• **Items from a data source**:
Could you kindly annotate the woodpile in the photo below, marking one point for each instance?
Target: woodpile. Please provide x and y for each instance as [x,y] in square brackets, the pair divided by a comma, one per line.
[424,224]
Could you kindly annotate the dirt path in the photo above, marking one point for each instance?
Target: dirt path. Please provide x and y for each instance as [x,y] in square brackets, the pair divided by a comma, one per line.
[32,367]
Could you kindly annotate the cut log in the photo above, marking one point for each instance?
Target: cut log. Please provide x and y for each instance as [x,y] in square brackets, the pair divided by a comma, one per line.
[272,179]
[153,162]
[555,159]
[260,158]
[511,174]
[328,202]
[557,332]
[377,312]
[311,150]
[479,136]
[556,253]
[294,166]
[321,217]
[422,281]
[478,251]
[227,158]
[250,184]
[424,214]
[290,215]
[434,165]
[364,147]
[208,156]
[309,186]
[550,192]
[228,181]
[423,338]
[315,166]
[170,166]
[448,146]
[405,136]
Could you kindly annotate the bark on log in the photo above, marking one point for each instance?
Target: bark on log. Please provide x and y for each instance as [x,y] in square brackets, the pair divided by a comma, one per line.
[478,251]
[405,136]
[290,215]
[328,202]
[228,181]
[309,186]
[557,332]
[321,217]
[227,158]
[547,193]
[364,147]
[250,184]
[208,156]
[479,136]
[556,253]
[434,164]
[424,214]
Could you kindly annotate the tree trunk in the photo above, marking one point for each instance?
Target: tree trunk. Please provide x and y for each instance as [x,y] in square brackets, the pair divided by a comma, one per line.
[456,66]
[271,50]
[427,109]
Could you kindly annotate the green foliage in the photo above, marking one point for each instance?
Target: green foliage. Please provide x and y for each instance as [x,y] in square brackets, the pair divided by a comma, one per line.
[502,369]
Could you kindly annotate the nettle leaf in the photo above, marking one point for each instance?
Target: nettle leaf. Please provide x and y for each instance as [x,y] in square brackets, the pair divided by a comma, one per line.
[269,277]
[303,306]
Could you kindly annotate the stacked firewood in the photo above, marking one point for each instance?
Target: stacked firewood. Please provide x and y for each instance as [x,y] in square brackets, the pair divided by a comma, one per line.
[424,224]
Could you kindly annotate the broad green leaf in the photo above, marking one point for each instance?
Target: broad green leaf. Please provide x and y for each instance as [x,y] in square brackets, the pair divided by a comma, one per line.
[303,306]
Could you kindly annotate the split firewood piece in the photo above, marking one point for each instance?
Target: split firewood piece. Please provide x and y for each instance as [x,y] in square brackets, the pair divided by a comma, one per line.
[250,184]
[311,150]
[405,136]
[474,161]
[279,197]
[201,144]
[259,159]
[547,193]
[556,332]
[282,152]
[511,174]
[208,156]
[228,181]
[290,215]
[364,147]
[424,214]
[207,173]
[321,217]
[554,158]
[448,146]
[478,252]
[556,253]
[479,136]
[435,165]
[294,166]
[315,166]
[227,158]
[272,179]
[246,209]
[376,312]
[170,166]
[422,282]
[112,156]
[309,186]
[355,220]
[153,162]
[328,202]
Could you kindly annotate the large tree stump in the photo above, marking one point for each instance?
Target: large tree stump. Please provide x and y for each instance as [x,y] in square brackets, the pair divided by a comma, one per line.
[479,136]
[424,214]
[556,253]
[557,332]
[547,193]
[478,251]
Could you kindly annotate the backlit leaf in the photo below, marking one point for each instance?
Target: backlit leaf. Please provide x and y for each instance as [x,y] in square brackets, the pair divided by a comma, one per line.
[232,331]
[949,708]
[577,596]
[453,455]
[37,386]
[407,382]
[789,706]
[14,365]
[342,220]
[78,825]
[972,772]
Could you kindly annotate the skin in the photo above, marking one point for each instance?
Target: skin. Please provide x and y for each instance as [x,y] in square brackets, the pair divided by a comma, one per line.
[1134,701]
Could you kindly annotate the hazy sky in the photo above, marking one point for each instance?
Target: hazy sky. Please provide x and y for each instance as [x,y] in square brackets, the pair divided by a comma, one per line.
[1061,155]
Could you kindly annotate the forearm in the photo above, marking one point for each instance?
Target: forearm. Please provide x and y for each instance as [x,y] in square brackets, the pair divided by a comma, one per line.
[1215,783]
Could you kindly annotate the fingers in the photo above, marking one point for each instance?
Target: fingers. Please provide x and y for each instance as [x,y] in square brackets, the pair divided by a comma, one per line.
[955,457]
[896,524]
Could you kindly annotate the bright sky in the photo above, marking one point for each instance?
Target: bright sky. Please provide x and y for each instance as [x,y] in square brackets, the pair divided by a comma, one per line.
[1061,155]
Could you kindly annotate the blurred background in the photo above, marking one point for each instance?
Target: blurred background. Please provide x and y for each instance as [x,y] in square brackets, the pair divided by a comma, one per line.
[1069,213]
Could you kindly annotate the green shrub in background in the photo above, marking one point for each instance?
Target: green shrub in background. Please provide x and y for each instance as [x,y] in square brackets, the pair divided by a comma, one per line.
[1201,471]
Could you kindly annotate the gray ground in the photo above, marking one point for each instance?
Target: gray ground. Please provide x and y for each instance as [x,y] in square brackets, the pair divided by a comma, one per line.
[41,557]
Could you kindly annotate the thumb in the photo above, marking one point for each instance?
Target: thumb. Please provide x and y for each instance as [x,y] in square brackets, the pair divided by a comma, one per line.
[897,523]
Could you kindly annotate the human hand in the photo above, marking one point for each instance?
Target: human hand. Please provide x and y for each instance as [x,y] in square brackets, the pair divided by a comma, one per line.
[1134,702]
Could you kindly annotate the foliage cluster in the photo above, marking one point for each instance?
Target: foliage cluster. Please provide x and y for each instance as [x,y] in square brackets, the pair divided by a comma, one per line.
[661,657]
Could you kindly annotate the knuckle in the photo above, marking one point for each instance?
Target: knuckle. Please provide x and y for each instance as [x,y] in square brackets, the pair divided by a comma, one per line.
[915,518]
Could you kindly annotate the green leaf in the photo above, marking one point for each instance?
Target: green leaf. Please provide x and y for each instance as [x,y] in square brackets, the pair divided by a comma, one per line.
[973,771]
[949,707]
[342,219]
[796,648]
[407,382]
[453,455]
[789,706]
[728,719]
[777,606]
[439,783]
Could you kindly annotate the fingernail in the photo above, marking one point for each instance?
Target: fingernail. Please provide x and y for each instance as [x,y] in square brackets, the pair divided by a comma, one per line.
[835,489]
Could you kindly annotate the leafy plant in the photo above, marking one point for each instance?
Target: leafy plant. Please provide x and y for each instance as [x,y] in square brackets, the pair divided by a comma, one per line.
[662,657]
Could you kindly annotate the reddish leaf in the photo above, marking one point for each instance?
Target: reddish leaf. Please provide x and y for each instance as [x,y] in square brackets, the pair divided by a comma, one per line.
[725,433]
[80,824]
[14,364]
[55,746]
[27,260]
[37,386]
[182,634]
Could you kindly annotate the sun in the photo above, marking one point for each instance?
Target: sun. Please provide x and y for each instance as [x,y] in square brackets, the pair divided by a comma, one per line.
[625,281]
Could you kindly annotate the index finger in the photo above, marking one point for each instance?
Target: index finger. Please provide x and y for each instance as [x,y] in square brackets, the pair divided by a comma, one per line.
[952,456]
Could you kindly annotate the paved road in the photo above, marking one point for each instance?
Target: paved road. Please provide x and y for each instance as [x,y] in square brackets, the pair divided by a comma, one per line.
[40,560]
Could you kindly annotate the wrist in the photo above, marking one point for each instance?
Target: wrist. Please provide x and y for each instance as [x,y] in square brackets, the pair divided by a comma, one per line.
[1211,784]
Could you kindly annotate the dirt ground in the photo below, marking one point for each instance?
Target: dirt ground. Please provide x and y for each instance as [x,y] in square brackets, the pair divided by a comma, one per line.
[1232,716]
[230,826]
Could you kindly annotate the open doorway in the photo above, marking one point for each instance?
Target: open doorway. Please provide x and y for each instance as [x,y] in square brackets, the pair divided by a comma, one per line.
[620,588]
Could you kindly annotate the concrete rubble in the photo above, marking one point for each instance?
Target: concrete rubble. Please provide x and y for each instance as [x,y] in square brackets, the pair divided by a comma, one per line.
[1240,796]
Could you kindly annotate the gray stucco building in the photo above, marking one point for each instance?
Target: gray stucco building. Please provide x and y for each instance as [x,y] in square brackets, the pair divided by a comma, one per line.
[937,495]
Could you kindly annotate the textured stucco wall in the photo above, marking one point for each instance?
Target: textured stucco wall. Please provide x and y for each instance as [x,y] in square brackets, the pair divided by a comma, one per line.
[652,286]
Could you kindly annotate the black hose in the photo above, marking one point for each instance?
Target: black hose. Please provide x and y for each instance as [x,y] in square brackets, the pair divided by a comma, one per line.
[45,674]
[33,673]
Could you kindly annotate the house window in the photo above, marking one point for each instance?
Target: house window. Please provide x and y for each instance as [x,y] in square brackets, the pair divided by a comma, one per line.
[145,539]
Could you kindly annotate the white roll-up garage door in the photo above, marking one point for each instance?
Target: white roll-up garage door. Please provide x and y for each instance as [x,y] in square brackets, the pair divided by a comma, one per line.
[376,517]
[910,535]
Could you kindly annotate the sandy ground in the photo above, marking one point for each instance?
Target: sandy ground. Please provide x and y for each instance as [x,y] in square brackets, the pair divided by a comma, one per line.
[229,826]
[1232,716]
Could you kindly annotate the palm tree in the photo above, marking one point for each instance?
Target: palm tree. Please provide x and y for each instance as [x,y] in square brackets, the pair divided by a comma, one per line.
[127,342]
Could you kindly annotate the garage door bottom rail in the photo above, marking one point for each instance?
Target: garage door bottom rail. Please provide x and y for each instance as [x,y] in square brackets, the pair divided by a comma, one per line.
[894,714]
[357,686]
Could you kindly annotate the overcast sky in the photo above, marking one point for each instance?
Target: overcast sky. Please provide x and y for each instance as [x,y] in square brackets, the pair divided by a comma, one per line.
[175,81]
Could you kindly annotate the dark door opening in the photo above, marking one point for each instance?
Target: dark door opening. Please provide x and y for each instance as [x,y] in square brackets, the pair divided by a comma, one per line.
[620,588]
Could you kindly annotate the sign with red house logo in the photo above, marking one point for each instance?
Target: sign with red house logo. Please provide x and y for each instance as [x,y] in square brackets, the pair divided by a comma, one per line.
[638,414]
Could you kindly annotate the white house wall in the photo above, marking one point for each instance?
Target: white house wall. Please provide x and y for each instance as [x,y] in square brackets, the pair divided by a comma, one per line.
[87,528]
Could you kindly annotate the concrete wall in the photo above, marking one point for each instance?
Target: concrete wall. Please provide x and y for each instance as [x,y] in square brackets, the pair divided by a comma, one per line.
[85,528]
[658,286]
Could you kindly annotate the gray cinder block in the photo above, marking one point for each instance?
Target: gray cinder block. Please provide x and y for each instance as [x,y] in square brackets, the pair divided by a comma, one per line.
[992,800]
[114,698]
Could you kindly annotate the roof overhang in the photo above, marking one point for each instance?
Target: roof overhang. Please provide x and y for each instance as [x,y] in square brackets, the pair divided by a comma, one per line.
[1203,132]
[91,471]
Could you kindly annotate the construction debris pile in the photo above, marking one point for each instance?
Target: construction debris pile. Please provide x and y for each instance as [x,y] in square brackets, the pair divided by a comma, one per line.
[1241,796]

• **TASK TO COMPLETE**:
Find all lines holding the word "below" in the records above and copy them.

• **OUTPUT FOR THIS EXERCISE**:
Could you kindly annotate the woodpile in the photo below, marking one point for each instance?
Could you kindly annotate the backlit leaf in the photo below, marking one point for each instance?
Could you kindly annotate the dirt ground in the photo below, marking one point for each instance?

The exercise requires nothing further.